- _Reading passage_:
◆ ◆ ◆ ◆ ◆ ◆ ◆

Opened 2 years ago

Closed 20 months ago

Last modified 20 months ago

#17651 closed bug (fixed)

Super "fast" copy BeFS to BeFS files

Reported by: Windes Owned by: nobody
Priority: normal Milestone: R1/beta4
Component: Applications/Tracker Version: R1/Development
Keywords: Cc:
Blocked By: Blocking:
Platform: All

Description

When copy for example 2Gb of files from 1 partition to another it shows that copy done in about 2 seconds! Wow. But after there are about 2 minutes of USB led lightning, when copy is really doing. User becomes shocked and misunderstanding. Please show progressbar window until copy is really done.

Change History (12)

comment:1 by waddlesplash, 2 years ago

Component: File Systems/BFSApplications/Tracker
Owner: changed from axeld to nobody
Platform: x86-64All

comment:2 by waddlesplash, 20 months ago

Milestone: UnscheduledR1/beta4
Resolution: fixed
Status: newclosed

Should be fixed by hrev56429, which now sync()s during the copy loop.

comment:3 by axeld, 20 months ago

Do we behave any different from other operating systems here? AFAICT it's perfectly common to do it like this. Maybe limit the copy buffer for removable media in the kernel directly instead to make the difference smaller? I think it's perfectly okay that differences exist here, and I don't think calling Sync() is such a good idea, either.

comment:4 by waddlesplash, 20 months ago

Why would we limit the file cache buffers in the kernel? That would just cripple operation of Haiku on removable media, where speed depends heavily on the caches to the slower external storage.

comment:5 by pulkomandy, 20 months ago

Why not just call Sync once at the end of the copy, just before closing the copy window? We'd lose some accuracy in the progress bar reporting, but that's probably fine. I don't see why it's needed to call it in between each file.

The problem currently is that the copy appears "done" but in fact nothing was written to disk at all.

Windows actually has an option for how it manages file operations on removable media, it will either use its normal caching (then you have to "eject"/unmount before disconnecting your flashdrive), or use a mode where it ensures all operations are synchronous so that when the software says the operation is done, everything is written to disk.

On BeOS, a lot of caching was used, for example on floppy disks, nothing would be written to disk until unmounting. The case of floppies is of course a bit extreme, but this made a huge difference and made the system a lot more pleasing to use (and saved a lot of writes to floppies if you are moving files in and out).

◆ ◆ ◆ ◆ ◆ ◆ ◆

- _Items_:
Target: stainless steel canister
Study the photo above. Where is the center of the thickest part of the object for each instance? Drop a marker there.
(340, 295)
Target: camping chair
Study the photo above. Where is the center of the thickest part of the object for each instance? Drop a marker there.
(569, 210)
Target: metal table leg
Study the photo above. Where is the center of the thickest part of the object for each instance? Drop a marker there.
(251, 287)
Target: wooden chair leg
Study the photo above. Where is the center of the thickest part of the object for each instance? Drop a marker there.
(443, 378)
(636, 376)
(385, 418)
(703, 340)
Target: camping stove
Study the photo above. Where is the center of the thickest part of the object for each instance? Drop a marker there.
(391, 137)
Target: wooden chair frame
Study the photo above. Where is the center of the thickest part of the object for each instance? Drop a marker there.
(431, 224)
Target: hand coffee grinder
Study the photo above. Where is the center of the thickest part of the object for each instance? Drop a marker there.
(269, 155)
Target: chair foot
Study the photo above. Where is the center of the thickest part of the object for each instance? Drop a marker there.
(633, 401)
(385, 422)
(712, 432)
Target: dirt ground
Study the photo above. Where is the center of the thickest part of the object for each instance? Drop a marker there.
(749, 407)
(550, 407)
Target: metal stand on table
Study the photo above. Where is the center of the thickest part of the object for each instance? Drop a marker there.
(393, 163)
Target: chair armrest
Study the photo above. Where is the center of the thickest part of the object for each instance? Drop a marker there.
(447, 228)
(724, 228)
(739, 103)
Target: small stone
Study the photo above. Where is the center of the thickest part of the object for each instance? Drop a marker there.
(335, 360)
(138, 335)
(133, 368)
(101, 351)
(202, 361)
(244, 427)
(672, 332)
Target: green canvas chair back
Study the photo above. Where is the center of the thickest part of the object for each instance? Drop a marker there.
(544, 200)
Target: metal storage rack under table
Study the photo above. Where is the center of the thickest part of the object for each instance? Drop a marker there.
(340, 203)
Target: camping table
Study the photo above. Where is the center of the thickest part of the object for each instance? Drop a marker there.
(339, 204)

◆ ◆ ◆ ◆ ◆ ◆ ◆

- _Aim 1_: Transcribe the bug report on Tracker's too-fast file copy from "Description" to "Change History (12)".
- _Aim 2_: Go on with the bug report on Tracker's file copy, picking up right after its last sentence.

- _Result 1_:
Description

When copy for example 2Gb of files from 1 partition to another it shows that copy done in about 2 seconds! Wow. But after there are about 2 minutes of USB led lightning, when copy is really doing. User becomes shocked and misunderstanding. Please show progressbar window until copy is really done.

Change History (12)

- _Result 2_:
Why would we limit the file cache buffers in the kernel? That would just cripple operation of Haiku on removable media, where speed depends heavily on the caches to the slower external storage.

Calling sync() between each operation is not really different. It's just doing the same in an even less efficient way.

comment:6 by bipolar, 20 months ago

Just my two cents as an end-user that gets bitten by this regularly on most OSes. A simple use-case...

Copying haiku-r1beta3-x86_64-anyboot.iso (718.81 MiB), from an NTFS partition on HDD, to a BFS partition on a slow USB 2.0 Pendrive:


1- Haiku hrev56417 (pre "Tracker-Sync"):

Using tracker to copy the file the first time shows the progress dialog reporting speeds from 33 MiB/s at the start, to more realistic 3 MiB/s later on... till near, say 75%, then it just rushed to 100%. This took around 3 minutes.

Running sync right after that from a Terminal took a couple of extra minutes accordig to my watch.

Removed the file from the pendrive, copied it again via Tracker. This time the progress dialog progressed far faster (due to the read cache, I assume), and running time sync after that dialog dissapeared... took 6 minutes and 41 seconds.

2- Haiku hrev56441 (post "Tracker-Sync"):

Repeated the same copy operation (removed the iso before updating/rebooting):

Progress dialog more inline with the actual writting speed. time sync returns immediatly.

Repeating the operation was a bit faster (due to the read cache, I assume).


For comparison:

1 - Linux behaves like in the first case (far worse, even), unless you set vm.dirty_bytes and vm.dirty_backround_bytes to smallish fixed values (instead of relying on their *_ratio counterparts (that uses a percentage value of the installed RAM size).

Using 16 and 48 MiB for those, makes this particular use case behave as expected (copy dialogs more closely reflect what is actually written)

Using that, I haven't noticed side-effects, not on my slower hardware (Atom CPU, 2 GB RAM, slow HDD), nor on my "faster" one (Phenom II, 8 GB RAM, slow SSD). Can't comment on how that behaves on faster systems.

2 - Same operation on Windows with default settings (using ntfs on the same slow pendrive)... Progress reports fast speeds, till certain point where it slows to the actual write speed on the pendrive. Not ideal, yet better than default Linux. Being able to successfully eject the USB afterward... a lottery.


From a simple end-user perspective, like me, having the progress bar show the actual write speed, and a decent approximation of what has been actually written into the hardware, is what its expected.

I can't, of course, comment on the merits of the technical solution in hrev56429, but having the progress dialogs "lie" about reaching 100%, or having to wait 5+ minutes for unmount (or a manual call to sync) to complete, is... not ideal.

comment:7 by nephele, 20 months ago

Maybe I am missing something here bit both cases of calling sync seem unsatisfactory to me.

The by file sync is slightly more acurate in reporting but will make the case of waiting for a slow medium worde since a lot of time is now waites on writes to the second medium that could still be read on the first to fill the cache. (also bad if you say copy something from a drive, if i have 32gb if ram i expect the OS to use that and copy a 1gb file off off it immidiently as bandwith permits and the write it to a slower medium again as bandwidth permits.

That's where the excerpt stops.